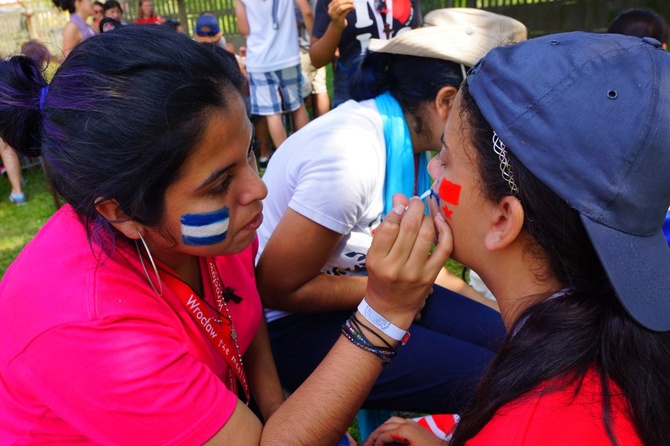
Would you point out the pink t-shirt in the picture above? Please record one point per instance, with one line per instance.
(90, 353)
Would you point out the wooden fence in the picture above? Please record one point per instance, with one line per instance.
(39, 19)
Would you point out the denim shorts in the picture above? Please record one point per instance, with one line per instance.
(270, 90)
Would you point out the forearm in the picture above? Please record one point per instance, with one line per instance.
(322, 293)
(327, 401)
(242, 21)
(322, 50)
(262, 373)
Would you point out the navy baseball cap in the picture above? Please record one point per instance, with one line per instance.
(207, 25)
(589, 115)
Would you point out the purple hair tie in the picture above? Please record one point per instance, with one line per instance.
(43, 96)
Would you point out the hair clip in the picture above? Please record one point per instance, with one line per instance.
(505, 168)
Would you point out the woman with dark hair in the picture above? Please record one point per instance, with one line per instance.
(146, 15)
(562, 216)
(76, 29)
(132, 317)
(329, 188)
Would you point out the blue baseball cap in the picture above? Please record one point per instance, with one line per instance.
(207, 26)
(589, 115)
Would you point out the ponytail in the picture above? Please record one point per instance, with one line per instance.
(21, 87)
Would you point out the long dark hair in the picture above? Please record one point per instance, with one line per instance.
(119, 118)
(568, 336)
(413, 81)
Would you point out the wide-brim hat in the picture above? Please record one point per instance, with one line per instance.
(587, 114)
(460, 35)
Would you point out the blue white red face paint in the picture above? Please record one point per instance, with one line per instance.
(448, 194)
(205, 229)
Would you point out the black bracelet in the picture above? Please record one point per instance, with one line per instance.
(356, 336)
(358, 324)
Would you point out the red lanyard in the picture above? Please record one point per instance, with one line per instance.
(223, 340)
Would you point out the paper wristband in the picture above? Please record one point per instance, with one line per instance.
(380, 322)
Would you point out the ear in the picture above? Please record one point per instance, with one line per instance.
(112, 212)
(445, 100)
(506, 223)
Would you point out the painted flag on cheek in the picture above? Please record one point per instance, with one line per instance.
(449, 193)
(205, 229)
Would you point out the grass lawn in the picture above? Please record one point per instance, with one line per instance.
(21, 223)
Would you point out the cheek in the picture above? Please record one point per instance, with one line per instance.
(446, 197)
(434, 169)
(205, 229)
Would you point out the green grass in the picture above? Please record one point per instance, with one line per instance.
(21, 223)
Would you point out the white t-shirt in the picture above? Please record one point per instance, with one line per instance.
(332, 172)
(270, 49)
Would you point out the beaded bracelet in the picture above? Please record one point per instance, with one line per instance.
(356, 336)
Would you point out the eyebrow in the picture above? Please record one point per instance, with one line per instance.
(220, 172)
(214, 176)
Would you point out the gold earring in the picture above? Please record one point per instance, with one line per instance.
(151, 259)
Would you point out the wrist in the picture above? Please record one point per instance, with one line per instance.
(382, 324)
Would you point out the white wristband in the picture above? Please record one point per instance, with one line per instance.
(380, 322)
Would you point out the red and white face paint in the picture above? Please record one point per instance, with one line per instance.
(447, 196)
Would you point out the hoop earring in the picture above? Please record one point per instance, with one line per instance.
(151, 259)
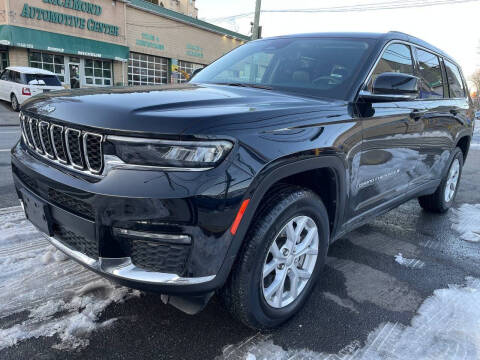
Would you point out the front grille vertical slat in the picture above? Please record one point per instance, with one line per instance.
(22, 127)
(56, 132)
(92, 147)
(74, 148)
(28, 131)
(44, 128)
(36, 135)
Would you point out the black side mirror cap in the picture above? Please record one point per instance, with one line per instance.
(392, 87)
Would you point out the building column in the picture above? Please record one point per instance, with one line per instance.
(120, 73)
(18, 56)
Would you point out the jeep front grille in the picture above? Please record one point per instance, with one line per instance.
(70, 147)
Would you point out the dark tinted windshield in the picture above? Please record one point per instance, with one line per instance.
(315, 66)
(50, 80)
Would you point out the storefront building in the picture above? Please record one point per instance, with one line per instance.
(110, 42)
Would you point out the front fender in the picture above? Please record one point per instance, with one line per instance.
(274, 173)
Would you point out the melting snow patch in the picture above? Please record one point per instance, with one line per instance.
(410, 263)
(61, 297)
(466, 221)
(446, 327)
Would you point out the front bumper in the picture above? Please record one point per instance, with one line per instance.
(89, 211)
(123, 269)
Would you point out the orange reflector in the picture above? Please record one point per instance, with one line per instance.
(239, 216)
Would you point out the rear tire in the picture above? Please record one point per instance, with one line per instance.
(442, 199)
(14, 102)
(248, 293)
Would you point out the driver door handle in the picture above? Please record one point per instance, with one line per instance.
(417, 114)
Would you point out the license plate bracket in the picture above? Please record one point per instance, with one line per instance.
(37, 211)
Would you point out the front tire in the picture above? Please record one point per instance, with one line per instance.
(442, 199)
(283, 254)
(14, 102)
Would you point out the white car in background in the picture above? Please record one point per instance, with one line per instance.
(18, 83)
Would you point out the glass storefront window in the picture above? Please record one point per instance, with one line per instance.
(188, 67)
(50, 62)
(98, 72)
(3, 60)
(147, 69)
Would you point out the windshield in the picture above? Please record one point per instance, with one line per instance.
(313, 66)
(49, 80)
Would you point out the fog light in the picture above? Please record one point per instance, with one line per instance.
(166, 238)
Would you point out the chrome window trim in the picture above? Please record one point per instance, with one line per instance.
(67, 143)
(50, 156)
(408, 43)
(63, 162)
(99, 171)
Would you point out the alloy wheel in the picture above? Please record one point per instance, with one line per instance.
(290, 262)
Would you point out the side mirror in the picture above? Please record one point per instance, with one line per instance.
(392, 87)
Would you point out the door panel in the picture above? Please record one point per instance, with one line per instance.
(387, 157)
(435, 143)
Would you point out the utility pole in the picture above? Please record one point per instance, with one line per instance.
(256, 30)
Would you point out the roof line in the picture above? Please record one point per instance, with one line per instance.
(159, 10)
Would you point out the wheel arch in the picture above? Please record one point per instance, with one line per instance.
(290, 173)
(464, 144)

* Exercise: Restate each line of the records exactly; pictures do not belong in the copy.

* Solution below:
Would you point out the pink t-shirt in the picture above? Please record one point per instance, with one line per instance.
(90, 353)
Would you point out the wooden fence in the picture above? Please record one point per instance, with one line per instance.
(39, 19)
Would you point out the denim shorts in the picture above? Please record one point per instance, with one line per instance.
(270, 90)
Would you point out the forearm in the picture above? Please record one point per instance, with one line per instance.
(322, 293)
(327, 401)
(242, 21)
(322, 50)
(262, 373)
Would you point out the navy baseball cap in the picture above? Please record one point per instance, with one line per instance.
(207, 25)
(589, 115)
Would you point out the purple hair tie in the picture above? Please record one point per instance, with one line per instance.
(43, 96)
Would you point out the hair clip in the picture above? Please record one point per instance, with one line per instance.
(505, 168)
Would you point out the woman with dark hair in the picture above? Please record one point per instance, with one line per instance.
(146, 15)
(562, 216)
(76, 29)
(132, 317)
(329, 188)
Would you point out the blue baseball cap in the picture above? Please record one point per instance, with one line per instance.
(207, 26)
(589, 115)
Would you point out the ponytail in the picture above? Please record one point per instance, with one line per instance.
(21, 87)
Would you point out the long dark hair in the picture above? Please record one point per instance, with one line per instance.
(119, 118)
(568, 336)
(413, 81)
Would you point out the wide-brim hat in the picture above? Please record one point per instance, with one line per instance.
(587, 114)
(460, 35)
Would you point out the blue white red face paint in the picture above? Please record one point per instance, with one line per instance.
(448, 194)
(205, 229)
Would you point out the black bracelet in the picture above? Please record one point per instance, with one line per instance.
(356, 336)
(358, 324)
Would you point out the red lanyard in the picture above? Please record one point per instance, with one line per instance.
(223, 340)
Would you point out the paper wristband in the picture above? Please record one point per instance, with one line per instance.
(380, 322)
Would you point out the ear in the picture above? Please record one point per instance, with one line per instance.
(112, 212)
(445, 100)
(506, 223)
Would you point out the painted flag on cheek in the picture above? Please record one point per instance, with one line per instance.
(449, 193)
(205, 229)
Would you point out the grass lawn in the picture above? Please record one point per instance, with one line per instance.
(21, 223)
Would you point out the cheek in the picture above? Please record one point per instance, with one line per instance.
(446, 197)
(434, 169)
(205, 229)
Would you point out the green grass in the picture above? Please record one point per instance, with one line per instance.
(21, 223)
Would you point out the white t-shirt in the picture above? Please record one point per instance, with one line per instance.
(332, 172)
(270, 49)
Would you point out the beaded bracelet in the picture above? Please record one point per instance, with one line per instance.
(356, 336)
Would you point out the eyebrow in the picture above? Please record one point per instance, with one line per instance.
(220, 172)
(214, 176)
Would you point out the gold earring in the picture above? Please record one point per instance, with one line per instance.
(151, 259)
Would you point out the wrist in the picture above? Please record one point per instance, with one line per instance.
(382, 324)
Would you point out the white wristband in the picture above? Please record one point per instance, with one line per instance.
(380, 322)
Would you point out the red and white face paint in the picture above? Please record one point per instance, with one line per instance.
(447, 196)
Would you point out the hoop earring in the picture above? Please record one point per instance, with one line per instance.
(151, 259)
Would you point out the front grille vertical slat in the picture above? Please record one point per instance, with one line per instance.
(22, 127)
(56, 132)
(92, 147)
(74, 148)
(28, 131)
(44, 128)
(36, 135)
Would you point out the black side mirror cap in the picture above? Please record one point per instance, with one line per instance.
(392, 87)
Would you point out the building column in the picture above? Please record one point per instance, with one line per instance.
(120, 73)
(18, 56)
Would you point out the jeep front grille in the picture above? Please record one point per instance, with one line per instance.
(70, 147)
Would you point out the dark tinted windshield in the picture above? Please record one point per instance, with one line per instance.
(315, 66)
(50, 80)
Would you point out the storefront building in the picture above? Please record one point per instance, with one line per instance.
(110, 42)
Would you point out the front fender in the picture above? Please record one point per instance, with one line per instance.
(274, 173)
Would you point out the melting snow patch in the picture above? Please record one point per instance, with one line per instance.
(410, 263)
(61, 297)
(466, 221)
(446, 327)
Would you point out the front bumper in the picture above? Please record one point per instance, with one line per instance.
(89, 211)
(123, 269)
Would you point out the orange reflector in the picture above? Please record one point per instance, with one line per instance.
(239, 216)
Would you point out the rear tire in the picture above? Please record one point per instance, with one line per instance.
(442, 199)
(14, 102)
(248, 293)
Would you point out the driver door handle in the picture above? Please record one point per instance, with one line per instance.
(417, 114)
Would you point out the license plate bracket in the picture above? Please record one point per instance, with one line per instance.
(37, 211)
Would you point out the front tire in the picture above? Please record one point per instance, with one line per instance.
(442, 199)
(283, 254)
(14, 102)
Would you point out the white car in background in the picture above? Please record one point per instance, with one line per instance.
(18, 83)
Would you point out the glass storefront window in the picture above? Please record one point per instance, with one line per instance.
(188, 67)
(50, 62)
(98, 72)
(3, 60)
(147, 69)
Would you point out the windshield in the picture above? Please record one point per instance, with one line per instance.
(313, 66)
(49, 80)
Would you point out the fog light in the picture above? Please record one point per instance, with one line per instance.
(166, 238)
Would you point out the chrome window trim in the picture above? Please record one point per instance, with one line per instance.
(67, 143)
(50, 156)
(408, 43)
(63, 162)
(99, 171)
Would you point out the alloy wheel in the picture above? Please record one point per instance, with one line per instance.
(290, 262)
Would you point out the side mirror in the picture above? Please record one point per instance, with one line per instance.
(392, 87)
Would you point out the door panel in the picture above? Please record one point per instance, with one line per instance.
(387, 157)
(435, 143)
Would you point out the utility pole in the picture above? Please record one point per instance, with one line per instance.
(256, 30)
Would you point out the roof line in the picture above? Please record one point per instance, with one line per instance.
(159, 10)
Would you point out the wheel arch in the picture above? Please record one point per instance, with one line per instance.
(290, 173)
(464, 144)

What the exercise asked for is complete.